[WHAT YOU HAVE TO DO]: Set down the following lines word for word, keeping every character unchanged.
### ROWS ###
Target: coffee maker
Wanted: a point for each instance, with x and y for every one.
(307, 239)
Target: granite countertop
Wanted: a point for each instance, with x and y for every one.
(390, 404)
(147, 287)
###
[OUTPUT FOR THIS EXERCISE]:
Target: coffee maker
Wanted: a point for each instance, with x and y for every one.
(307, 239)
Target: granite countertop
Wanted: a point for each instance, with x and y for every one.
(390, 404)
(147, 287)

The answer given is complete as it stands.